RAW RECORDS:
+-------+

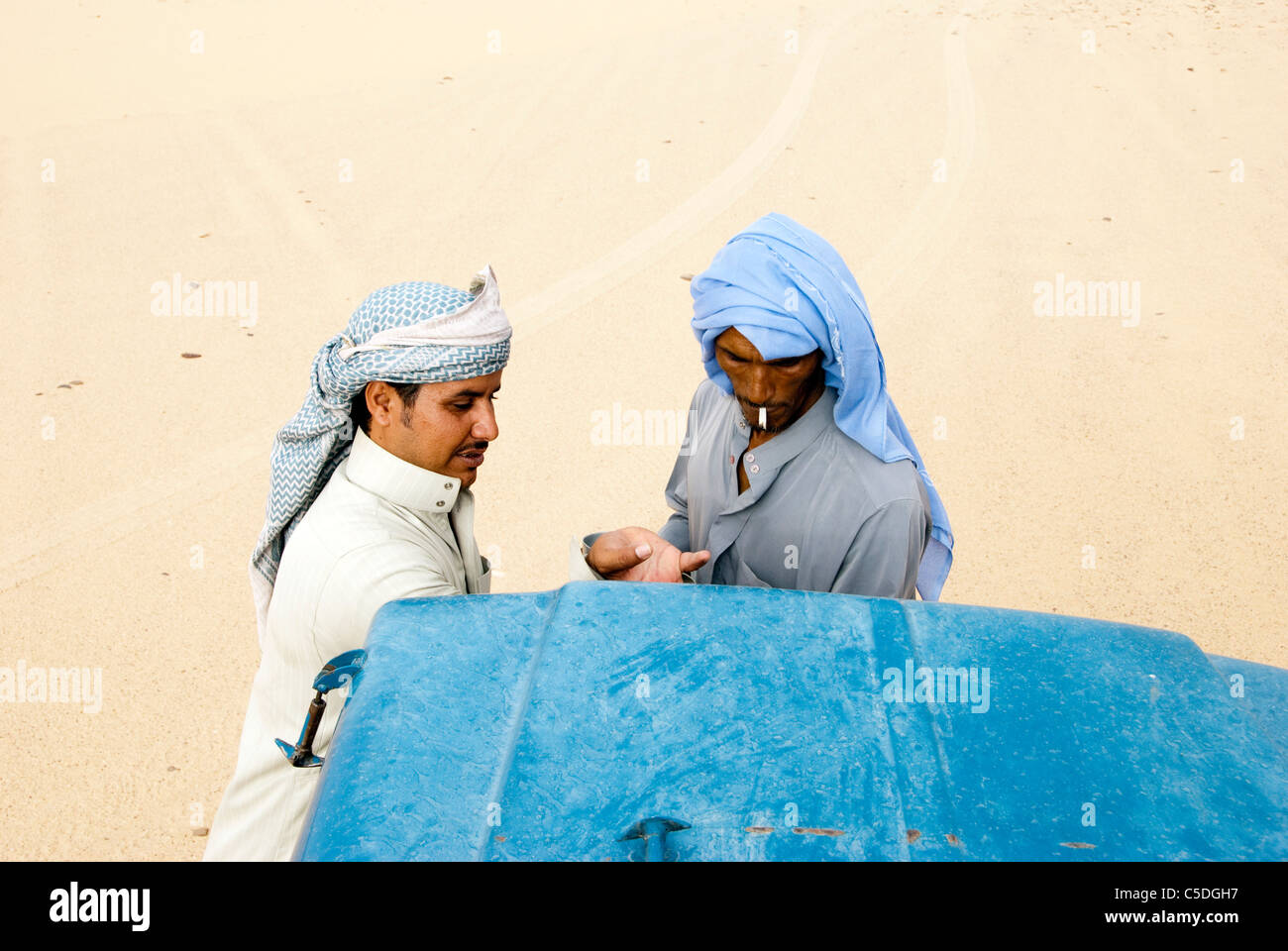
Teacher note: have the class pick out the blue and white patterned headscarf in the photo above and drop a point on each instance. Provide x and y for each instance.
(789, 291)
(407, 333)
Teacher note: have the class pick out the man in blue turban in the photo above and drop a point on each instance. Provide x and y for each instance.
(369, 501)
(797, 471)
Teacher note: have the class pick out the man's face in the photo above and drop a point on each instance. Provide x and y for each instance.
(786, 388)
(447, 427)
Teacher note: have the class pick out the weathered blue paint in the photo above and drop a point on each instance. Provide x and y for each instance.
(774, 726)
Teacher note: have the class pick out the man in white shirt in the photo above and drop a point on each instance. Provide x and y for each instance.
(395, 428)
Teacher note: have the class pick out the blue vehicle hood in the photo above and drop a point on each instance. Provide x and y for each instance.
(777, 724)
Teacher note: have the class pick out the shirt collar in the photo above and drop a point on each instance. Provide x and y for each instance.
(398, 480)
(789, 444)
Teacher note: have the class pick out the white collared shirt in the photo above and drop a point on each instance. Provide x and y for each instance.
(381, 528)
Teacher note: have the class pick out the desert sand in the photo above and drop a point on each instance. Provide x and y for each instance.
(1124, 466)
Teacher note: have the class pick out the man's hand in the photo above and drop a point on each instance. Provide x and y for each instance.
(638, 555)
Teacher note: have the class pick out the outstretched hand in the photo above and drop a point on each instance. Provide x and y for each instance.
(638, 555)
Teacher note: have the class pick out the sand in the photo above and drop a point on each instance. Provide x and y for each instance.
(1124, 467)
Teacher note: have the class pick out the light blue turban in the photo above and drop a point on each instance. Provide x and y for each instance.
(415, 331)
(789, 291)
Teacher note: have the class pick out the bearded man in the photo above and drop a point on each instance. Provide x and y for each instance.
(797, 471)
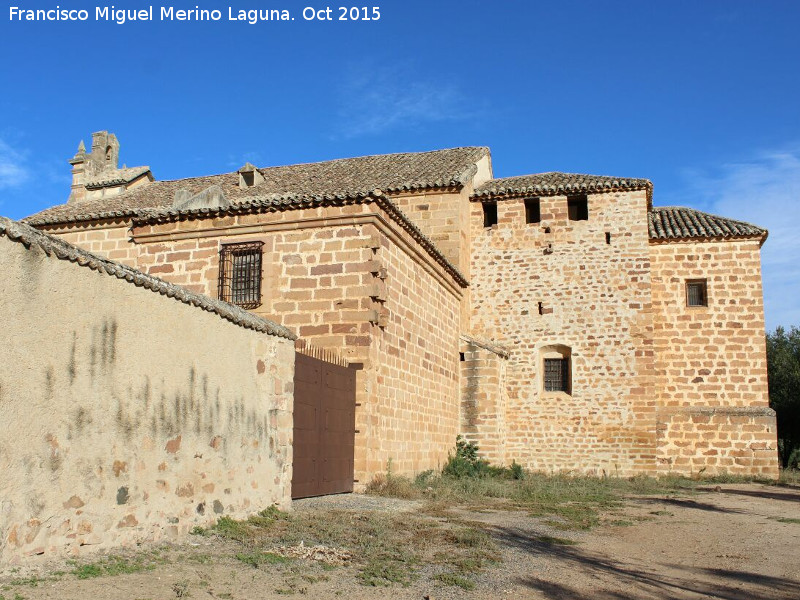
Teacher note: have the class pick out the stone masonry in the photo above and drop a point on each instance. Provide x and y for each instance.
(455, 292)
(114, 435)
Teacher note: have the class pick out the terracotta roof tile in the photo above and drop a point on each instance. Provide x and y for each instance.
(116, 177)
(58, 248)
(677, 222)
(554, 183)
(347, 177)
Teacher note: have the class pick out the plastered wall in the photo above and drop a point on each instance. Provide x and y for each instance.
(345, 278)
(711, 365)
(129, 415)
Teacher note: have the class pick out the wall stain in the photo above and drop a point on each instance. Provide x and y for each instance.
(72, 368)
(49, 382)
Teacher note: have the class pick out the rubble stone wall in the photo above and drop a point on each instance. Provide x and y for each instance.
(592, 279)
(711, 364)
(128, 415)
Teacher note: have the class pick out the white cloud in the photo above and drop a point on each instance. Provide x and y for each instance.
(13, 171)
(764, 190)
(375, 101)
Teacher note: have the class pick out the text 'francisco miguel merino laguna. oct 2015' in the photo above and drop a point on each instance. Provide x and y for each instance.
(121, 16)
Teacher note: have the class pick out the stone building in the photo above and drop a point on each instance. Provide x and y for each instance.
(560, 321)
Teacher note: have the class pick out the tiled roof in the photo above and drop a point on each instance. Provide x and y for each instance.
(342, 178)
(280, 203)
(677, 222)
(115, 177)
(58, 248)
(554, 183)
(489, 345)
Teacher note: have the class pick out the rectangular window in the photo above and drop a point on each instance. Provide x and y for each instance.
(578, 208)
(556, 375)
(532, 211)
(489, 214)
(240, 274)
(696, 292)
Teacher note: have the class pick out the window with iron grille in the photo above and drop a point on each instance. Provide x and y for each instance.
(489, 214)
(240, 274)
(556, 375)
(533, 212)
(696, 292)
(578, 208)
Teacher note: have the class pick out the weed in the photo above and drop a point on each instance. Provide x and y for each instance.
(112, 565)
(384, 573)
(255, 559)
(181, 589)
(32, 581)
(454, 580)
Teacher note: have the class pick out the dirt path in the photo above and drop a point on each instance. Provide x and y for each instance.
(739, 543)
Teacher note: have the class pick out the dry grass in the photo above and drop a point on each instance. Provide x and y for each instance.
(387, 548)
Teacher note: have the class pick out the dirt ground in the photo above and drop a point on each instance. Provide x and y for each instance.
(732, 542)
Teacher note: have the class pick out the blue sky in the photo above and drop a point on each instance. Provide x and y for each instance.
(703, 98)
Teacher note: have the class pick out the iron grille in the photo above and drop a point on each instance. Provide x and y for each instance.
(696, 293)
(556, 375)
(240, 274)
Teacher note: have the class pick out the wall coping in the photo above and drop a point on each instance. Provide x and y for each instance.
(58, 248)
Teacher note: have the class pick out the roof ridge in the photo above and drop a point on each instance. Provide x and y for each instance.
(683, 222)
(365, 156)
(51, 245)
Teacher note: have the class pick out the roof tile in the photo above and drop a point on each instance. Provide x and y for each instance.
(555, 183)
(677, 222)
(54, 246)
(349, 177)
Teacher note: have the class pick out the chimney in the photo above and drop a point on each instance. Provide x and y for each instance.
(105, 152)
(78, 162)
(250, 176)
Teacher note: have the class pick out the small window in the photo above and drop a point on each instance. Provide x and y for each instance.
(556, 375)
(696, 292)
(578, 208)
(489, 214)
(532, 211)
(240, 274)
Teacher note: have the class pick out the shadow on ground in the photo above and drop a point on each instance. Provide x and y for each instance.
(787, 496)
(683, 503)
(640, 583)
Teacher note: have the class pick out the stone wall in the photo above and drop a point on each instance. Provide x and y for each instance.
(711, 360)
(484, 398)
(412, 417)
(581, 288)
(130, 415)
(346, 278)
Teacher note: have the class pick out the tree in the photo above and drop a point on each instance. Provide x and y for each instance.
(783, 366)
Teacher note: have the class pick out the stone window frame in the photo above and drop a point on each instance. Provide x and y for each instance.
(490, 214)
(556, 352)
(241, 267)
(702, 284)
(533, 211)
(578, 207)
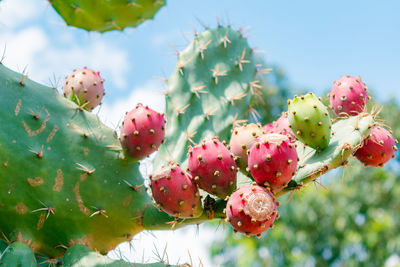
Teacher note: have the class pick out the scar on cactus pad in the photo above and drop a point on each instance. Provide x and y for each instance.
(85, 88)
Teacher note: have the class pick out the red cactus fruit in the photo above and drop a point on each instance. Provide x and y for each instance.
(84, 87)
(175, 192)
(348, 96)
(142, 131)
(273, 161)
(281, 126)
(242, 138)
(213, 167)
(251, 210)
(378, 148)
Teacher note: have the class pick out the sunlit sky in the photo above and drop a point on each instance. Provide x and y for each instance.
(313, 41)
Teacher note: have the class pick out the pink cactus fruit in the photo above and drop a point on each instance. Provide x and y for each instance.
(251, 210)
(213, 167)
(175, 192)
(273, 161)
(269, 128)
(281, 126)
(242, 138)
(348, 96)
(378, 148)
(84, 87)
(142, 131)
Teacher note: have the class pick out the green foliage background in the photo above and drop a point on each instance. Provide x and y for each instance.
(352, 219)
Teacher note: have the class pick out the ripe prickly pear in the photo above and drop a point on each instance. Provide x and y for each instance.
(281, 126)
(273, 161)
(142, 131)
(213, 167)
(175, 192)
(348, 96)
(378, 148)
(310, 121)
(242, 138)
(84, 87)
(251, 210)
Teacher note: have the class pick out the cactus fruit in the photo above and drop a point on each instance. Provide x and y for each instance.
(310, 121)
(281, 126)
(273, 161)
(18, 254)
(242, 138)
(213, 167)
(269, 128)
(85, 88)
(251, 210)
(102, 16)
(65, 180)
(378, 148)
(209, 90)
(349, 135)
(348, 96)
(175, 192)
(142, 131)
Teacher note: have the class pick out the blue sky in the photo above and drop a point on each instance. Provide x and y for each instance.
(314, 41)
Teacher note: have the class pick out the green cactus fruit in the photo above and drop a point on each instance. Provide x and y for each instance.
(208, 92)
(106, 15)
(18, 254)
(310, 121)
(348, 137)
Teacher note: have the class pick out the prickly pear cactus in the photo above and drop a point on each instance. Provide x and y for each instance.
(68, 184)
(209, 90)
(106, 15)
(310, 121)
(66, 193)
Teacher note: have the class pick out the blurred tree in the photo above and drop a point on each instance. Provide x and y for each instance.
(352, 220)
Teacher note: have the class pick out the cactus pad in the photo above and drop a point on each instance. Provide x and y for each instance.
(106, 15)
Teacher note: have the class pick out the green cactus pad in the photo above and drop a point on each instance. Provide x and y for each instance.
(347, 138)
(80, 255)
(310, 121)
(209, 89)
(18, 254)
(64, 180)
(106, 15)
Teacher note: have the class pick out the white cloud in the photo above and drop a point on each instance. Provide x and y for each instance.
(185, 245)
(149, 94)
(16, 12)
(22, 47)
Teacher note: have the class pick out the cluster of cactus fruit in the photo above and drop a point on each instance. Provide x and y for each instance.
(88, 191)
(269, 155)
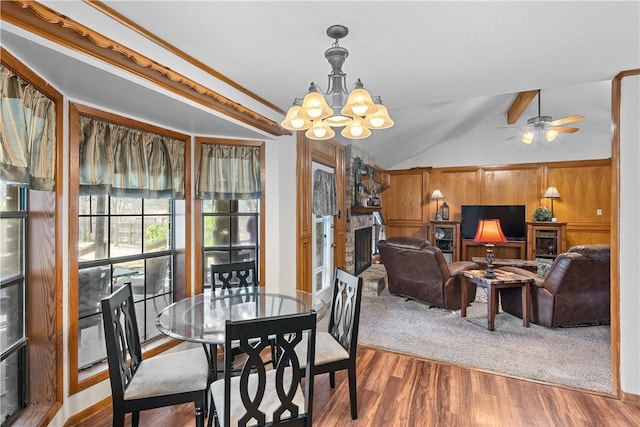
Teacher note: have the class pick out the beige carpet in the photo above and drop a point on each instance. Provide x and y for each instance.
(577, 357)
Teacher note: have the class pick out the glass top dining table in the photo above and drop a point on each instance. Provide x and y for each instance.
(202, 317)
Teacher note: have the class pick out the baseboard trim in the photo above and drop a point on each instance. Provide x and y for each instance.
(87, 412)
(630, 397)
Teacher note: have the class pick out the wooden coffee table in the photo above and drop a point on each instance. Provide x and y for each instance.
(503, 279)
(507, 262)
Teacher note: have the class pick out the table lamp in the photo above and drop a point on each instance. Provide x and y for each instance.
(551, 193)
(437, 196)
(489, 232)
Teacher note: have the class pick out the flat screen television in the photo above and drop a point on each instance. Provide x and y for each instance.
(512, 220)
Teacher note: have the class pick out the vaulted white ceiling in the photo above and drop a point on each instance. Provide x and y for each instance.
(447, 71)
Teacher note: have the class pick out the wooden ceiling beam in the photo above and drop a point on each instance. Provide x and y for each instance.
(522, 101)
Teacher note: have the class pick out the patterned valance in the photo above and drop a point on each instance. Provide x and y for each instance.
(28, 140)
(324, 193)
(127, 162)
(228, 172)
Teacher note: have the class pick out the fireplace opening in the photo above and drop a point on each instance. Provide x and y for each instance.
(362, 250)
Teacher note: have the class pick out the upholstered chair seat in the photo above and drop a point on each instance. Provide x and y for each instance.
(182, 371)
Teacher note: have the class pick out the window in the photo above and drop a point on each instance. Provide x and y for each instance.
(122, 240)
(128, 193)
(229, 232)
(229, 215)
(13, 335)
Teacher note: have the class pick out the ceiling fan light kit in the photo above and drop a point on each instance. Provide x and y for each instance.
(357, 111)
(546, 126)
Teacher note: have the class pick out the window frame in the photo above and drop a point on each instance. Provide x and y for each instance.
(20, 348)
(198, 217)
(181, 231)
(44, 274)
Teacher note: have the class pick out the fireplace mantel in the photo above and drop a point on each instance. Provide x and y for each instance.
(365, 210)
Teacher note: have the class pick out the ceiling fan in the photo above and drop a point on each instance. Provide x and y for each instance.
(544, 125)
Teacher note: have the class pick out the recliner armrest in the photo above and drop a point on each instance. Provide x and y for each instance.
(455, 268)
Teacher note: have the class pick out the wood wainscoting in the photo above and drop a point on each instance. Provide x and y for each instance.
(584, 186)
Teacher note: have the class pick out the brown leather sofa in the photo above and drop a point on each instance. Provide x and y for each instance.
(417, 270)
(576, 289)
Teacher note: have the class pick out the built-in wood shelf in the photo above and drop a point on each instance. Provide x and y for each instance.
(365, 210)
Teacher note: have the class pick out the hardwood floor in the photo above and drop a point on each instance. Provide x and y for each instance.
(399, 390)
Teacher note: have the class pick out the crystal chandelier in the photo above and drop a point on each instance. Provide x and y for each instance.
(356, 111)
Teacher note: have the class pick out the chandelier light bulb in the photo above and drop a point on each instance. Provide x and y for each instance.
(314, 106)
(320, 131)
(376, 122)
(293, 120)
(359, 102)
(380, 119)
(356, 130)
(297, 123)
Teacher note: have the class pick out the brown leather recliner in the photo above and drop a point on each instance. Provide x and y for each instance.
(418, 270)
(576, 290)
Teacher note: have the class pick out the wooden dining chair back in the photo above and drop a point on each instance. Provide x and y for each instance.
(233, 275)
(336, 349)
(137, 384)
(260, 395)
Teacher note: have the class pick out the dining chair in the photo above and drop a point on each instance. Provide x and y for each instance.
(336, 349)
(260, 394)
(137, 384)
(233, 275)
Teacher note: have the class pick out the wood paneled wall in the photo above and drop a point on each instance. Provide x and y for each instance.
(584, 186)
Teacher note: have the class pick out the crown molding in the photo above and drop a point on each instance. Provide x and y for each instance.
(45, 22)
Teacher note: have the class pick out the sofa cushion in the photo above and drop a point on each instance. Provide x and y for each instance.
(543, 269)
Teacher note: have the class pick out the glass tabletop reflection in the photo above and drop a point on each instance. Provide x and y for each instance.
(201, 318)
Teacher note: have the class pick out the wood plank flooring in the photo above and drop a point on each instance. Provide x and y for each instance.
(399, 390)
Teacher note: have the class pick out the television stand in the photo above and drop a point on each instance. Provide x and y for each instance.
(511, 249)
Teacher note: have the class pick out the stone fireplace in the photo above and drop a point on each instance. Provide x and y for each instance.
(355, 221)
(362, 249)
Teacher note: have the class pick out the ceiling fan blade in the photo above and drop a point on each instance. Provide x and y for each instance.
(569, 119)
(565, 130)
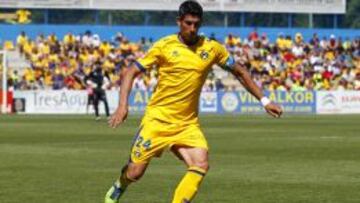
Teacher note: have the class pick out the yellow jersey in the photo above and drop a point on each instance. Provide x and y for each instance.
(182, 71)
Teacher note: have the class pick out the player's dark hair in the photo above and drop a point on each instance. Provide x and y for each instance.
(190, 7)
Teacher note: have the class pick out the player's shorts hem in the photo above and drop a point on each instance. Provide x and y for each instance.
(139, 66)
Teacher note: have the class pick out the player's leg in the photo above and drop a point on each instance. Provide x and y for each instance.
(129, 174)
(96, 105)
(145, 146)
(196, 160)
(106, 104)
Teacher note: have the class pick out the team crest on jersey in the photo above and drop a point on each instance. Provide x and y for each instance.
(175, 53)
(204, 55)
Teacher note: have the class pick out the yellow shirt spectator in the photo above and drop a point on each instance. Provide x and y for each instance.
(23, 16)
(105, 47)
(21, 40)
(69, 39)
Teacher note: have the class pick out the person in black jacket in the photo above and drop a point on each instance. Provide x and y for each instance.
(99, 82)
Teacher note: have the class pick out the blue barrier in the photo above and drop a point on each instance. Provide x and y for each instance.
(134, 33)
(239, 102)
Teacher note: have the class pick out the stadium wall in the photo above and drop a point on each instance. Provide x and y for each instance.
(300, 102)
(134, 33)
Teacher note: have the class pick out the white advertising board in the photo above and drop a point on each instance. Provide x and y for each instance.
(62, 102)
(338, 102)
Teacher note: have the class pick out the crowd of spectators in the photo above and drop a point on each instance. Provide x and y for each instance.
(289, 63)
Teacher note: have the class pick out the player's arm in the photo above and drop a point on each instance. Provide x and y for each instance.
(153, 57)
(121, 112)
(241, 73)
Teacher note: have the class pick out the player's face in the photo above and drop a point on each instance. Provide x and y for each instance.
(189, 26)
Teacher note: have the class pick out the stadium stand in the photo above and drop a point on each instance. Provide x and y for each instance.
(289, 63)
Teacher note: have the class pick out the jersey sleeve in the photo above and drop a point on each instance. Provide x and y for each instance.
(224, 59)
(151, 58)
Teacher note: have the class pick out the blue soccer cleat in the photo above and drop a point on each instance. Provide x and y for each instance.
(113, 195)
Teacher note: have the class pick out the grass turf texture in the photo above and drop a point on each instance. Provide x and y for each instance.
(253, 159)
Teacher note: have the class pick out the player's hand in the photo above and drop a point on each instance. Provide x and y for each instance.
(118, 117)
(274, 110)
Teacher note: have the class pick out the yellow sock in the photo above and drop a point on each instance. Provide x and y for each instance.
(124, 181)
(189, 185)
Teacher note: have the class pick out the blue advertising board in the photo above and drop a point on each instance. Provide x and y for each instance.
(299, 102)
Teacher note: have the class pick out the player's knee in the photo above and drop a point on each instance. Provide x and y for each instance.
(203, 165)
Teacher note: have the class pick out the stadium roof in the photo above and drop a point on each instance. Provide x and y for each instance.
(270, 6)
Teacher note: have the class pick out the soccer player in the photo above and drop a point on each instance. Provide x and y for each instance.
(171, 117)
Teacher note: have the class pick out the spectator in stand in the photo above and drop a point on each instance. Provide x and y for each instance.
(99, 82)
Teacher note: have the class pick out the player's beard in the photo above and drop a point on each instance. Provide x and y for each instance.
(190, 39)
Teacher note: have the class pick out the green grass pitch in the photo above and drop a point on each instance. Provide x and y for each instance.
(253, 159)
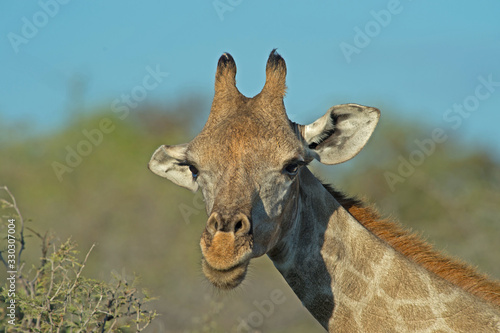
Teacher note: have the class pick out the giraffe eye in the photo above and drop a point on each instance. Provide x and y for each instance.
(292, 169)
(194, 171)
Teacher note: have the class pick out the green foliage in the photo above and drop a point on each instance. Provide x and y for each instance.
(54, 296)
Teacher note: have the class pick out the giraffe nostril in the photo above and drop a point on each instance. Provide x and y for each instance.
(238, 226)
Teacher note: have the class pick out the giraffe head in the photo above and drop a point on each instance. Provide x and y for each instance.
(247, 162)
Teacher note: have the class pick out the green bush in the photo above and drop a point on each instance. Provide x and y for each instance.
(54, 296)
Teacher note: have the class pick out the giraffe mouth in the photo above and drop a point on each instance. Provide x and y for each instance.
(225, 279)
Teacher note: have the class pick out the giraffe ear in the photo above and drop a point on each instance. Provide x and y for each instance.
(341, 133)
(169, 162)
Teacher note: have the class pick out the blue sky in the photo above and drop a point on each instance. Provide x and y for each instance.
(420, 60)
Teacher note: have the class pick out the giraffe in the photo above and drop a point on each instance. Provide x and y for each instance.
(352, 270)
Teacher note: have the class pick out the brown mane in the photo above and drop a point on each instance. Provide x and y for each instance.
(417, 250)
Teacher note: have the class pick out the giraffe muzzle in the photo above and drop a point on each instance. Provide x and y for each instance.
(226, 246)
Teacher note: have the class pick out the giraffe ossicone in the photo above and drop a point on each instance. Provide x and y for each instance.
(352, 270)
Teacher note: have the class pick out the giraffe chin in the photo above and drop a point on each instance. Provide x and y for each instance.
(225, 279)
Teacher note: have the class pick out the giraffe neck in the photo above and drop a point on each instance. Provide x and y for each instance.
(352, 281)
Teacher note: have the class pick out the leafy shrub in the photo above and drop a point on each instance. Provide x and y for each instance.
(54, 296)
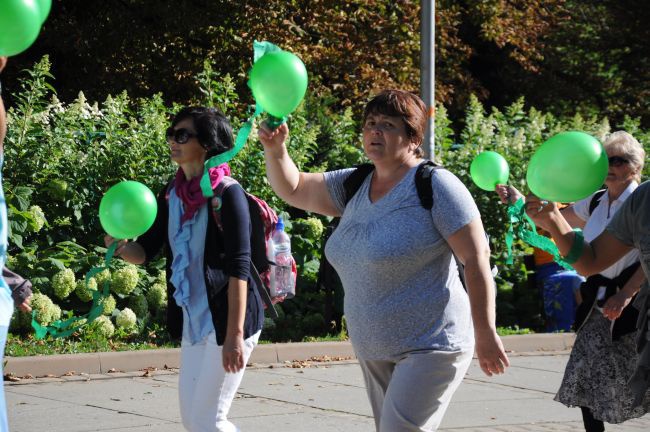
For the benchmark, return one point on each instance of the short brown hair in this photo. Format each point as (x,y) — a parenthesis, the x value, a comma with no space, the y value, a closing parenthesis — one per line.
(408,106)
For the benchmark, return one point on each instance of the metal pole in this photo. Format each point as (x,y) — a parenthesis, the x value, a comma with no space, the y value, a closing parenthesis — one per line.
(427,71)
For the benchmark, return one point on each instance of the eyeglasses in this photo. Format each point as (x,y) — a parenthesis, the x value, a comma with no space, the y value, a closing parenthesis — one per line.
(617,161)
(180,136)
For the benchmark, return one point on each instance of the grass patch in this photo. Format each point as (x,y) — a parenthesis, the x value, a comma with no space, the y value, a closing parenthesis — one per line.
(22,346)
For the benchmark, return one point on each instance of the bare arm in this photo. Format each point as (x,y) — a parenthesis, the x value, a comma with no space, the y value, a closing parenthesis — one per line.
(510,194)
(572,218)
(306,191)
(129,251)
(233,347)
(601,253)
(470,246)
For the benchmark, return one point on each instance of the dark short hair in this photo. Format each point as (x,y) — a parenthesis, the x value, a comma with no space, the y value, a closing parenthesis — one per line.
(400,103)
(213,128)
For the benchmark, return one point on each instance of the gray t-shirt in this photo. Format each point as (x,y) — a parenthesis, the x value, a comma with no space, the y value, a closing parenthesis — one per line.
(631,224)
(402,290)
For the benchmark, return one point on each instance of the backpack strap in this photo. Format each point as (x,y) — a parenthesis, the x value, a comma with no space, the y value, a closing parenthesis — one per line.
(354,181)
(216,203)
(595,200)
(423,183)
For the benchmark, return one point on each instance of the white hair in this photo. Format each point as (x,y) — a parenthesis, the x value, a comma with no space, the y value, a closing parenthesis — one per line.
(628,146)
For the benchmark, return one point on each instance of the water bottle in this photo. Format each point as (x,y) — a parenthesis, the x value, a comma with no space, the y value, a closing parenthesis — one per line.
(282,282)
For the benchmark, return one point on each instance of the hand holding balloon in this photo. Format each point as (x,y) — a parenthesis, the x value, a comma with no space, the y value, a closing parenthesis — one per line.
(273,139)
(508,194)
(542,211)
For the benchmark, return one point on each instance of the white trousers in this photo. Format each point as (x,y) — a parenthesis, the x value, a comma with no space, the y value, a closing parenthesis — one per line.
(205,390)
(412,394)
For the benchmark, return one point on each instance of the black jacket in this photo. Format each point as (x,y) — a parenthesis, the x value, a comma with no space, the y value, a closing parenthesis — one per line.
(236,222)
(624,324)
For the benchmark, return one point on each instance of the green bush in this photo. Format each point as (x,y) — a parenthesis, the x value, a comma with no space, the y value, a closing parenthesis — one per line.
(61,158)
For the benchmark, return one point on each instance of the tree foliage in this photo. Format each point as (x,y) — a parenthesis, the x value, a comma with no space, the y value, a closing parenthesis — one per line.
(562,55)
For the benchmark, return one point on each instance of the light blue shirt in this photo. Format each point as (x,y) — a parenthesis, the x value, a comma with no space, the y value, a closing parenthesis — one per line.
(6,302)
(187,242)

+-------+

EXERCISE GOAL:
Quote only the lines from the line containing "of the black" through the end of the entries, keeping the first and the last.

RESULT OF THE EXERCISE:
For the benchmark, return one point on each instance of the black jacket in this photo. Format each point as (x,y) — a parenthesis, the x value, a comma with no space, the y value, a closing parenthesis — one per line.
(236,222)
(624,324)
For the benchmark, return one point on each instance of the green bush in this photo. Format each point as (x,y) — a parenthesis, the x value, a comma with no space, the y value, a closing parenthesis — one per line.
(61,158)
For the benchmark, return one point on each instance of the tree foliage in this photo. Format each point as (x,y) — a parenthesis, the x value, a comma with no space, the y value, a closing parenthesis — one per line.
(562,55)
For the benchmark, return one point on each instance of the light blue shirt in this photo. Format each point as (x,y) — a parenthesis, the x value, a comma with no space, the y value, a closing parenthesis — one per line.
(6,302)
(187,242)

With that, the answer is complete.